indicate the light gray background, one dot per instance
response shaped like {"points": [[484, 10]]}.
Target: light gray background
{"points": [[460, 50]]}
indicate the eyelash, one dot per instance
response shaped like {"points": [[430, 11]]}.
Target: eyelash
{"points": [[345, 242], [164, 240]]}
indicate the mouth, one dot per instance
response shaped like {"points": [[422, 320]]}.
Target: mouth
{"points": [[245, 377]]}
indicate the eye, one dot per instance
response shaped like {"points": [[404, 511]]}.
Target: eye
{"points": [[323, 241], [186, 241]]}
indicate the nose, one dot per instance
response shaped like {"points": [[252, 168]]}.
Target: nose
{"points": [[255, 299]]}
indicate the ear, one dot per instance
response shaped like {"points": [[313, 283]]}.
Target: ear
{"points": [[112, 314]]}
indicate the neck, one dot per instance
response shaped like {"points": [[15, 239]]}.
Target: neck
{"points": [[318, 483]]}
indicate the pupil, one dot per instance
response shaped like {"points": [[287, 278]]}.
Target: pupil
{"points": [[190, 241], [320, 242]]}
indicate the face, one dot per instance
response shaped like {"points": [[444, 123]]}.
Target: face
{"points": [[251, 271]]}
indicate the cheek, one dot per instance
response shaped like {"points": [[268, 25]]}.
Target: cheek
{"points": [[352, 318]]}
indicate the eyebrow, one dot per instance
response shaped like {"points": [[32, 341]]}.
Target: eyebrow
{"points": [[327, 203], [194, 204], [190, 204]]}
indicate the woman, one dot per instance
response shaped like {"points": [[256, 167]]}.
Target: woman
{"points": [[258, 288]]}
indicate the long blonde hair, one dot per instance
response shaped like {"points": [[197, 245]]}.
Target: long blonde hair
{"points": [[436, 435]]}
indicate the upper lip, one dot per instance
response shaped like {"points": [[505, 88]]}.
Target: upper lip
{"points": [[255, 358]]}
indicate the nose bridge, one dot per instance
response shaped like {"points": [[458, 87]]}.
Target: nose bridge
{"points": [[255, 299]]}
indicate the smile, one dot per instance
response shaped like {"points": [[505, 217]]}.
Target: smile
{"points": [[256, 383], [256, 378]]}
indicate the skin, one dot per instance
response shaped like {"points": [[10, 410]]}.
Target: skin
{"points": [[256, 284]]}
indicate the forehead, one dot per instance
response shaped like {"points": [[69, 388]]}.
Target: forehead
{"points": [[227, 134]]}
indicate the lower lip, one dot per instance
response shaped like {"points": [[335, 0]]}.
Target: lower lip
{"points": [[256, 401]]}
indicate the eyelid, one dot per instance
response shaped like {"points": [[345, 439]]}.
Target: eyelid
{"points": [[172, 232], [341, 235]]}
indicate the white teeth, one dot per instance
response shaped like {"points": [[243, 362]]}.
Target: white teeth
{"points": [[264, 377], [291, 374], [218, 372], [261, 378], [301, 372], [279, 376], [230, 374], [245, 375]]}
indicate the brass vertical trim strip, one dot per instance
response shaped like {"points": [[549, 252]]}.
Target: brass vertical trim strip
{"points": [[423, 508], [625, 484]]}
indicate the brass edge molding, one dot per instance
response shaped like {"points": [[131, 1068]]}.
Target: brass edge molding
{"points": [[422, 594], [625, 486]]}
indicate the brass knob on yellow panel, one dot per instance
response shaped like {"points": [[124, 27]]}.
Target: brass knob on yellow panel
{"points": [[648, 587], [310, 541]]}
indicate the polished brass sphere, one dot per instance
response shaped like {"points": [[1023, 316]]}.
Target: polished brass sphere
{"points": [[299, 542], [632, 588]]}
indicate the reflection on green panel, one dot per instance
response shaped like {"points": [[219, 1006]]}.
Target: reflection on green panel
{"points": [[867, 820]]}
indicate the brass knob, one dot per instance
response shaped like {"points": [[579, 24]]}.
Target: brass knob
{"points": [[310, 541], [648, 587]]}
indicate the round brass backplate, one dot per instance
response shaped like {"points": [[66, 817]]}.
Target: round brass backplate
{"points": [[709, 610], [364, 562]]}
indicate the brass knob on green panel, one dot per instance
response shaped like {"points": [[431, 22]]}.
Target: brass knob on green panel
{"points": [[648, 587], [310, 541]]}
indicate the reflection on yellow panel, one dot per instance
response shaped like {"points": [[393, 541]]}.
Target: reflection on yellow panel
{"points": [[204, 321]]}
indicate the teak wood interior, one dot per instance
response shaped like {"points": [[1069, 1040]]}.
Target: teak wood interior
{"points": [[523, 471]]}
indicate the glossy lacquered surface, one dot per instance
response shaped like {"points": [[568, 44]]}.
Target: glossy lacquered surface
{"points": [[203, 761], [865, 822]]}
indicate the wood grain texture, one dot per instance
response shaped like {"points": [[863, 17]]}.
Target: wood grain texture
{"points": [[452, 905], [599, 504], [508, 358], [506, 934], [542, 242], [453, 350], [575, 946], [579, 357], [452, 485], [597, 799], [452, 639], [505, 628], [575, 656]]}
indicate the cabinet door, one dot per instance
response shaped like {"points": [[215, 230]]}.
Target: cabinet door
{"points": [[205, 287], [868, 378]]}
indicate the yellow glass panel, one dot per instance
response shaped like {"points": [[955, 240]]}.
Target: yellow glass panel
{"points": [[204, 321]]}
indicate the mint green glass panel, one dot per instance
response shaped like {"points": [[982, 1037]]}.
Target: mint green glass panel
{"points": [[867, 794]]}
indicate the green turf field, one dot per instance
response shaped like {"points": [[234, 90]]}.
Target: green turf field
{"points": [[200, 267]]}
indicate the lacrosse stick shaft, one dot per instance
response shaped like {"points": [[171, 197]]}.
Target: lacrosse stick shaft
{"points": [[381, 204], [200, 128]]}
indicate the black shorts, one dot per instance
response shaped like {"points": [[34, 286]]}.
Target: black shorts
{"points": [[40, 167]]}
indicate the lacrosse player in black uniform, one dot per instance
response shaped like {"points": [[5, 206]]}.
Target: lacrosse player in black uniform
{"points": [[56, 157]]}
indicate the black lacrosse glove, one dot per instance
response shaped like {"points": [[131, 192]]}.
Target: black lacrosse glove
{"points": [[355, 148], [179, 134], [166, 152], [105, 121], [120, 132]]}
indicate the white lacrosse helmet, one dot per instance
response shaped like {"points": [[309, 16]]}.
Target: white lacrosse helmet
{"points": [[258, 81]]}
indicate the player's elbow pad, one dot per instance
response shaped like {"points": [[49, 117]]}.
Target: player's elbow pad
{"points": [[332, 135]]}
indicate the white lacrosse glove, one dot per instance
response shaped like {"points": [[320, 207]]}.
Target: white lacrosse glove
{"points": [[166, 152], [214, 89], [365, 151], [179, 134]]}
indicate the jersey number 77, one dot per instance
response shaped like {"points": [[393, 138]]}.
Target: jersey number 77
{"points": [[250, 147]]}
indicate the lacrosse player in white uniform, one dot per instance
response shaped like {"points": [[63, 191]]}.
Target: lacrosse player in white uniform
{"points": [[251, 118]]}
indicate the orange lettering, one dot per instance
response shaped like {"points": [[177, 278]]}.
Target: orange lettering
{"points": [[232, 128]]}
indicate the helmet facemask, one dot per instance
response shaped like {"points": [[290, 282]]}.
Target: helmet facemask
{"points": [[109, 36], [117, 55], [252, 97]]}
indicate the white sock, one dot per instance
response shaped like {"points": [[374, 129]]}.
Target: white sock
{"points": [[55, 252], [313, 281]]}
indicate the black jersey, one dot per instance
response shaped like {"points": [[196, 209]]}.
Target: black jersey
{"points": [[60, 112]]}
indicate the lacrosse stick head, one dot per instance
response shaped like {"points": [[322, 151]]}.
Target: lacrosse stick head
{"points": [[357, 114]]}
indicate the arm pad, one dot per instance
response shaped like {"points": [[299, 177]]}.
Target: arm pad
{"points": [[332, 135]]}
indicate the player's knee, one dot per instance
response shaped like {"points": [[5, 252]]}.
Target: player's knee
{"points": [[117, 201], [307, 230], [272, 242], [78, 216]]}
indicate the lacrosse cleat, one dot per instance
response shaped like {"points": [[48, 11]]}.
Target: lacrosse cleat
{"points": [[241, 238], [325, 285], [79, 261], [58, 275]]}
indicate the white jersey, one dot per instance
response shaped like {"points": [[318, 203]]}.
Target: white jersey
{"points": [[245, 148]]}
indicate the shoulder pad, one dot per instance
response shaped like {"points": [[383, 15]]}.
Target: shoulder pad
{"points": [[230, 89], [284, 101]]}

=======

◆ WORK TO COMPLETE:
Your output consists solely of the lines from the one with "indicate the lacrosse stick head, one" through the last line, copied exactly.

◆ ANSWER TO THE TASK:
indicate the lacrosse stick head, one dot per instance
response shaped like {"points": [[322, 151]]}.
Target: lacrosse stick head
{"points": [[357, 114]]}
indicate the arm pad, one dot per instance
response shaped like {"points": [[299, 177]]}.
Target: arm pad
{"points": [[332, 135]]}
indicate the player's knee, one dot per instance
response shaped like {"points": [[5, 252]]}.
Target: player's knee
{"points": [[117, 201], [307, 230], [272, 242], [78, 216]]}
indicate the lacrosse cleat, one dot per instance
response shaped like {"points": [[48, 11]]}.
Target: lacrosse cleat
{"points": [[241, 238], [325, 285], [79, 261], [58, 275]]}
indicate the white jersey, one dot per instance
response shaped like {"points": [[318, 203]]}.
Target: white jersey
{"points": [[245, 148]]}
indicate the shoulder pad, one dot per instance
response shaped like {"points": [[383, 15]]}.
Target: shoulder pad
{"points": [[230, 89], [284, 101]]}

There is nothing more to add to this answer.